### Work to be completed
Show each line from the rows below that contains the word "foliage".

### The data
════════════════

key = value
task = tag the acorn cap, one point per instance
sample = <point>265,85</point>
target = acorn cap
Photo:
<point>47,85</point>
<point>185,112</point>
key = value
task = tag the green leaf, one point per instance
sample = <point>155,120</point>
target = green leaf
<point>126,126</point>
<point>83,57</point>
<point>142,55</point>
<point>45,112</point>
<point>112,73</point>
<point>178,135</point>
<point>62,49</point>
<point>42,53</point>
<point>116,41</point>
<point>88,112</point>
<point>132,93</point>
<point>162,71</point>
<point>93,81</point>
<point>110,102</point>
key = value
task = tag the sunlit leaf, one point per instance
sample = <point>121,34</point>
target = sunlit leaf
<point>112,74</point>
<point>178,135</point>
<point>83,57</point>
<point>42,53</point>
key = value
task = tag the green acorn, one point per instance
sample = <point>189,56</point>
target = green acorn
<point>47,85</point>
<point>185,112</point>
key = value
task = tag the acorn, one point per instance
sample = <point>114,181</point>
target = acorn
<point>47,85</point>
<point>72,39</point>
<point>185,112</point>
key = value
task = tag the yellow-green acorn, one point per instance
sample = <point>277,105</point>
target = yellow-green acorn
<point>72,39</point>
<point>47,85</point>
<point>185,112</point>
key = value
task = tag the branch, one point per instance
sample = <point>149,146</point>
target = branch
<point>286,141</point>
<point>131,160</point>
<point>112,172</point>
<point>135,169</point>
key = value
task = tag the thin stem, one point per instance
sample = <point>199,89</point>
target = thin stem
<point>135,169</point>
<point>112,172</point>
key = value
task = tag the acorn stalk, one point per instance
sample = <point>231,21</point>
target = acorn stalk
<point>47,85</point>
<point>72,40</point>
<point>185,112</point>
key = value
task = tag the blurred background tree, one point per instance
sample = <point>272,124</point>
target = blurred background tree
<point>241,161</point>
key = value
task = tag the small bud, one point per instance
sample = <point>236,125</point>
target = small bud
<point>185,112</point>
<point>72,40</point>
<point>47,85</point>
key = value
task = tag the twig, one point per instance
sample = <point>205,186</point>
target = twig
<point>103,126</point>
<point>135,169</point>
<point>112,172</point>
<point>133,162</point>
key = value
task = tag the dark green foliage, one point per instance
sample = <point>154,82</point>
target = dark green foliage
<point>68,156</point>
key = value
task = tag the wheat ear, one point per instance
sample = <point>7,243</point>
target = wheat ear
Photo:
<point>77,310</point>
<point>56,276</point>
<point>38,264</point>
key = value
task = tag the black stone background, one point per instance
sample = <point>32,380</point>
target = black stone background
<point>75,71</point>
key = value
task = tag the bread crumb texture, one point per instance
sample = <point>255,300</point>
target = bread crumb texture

════════════════

### Final answer
task = tag the dark green foliage, one point per instance
target = dark green foliage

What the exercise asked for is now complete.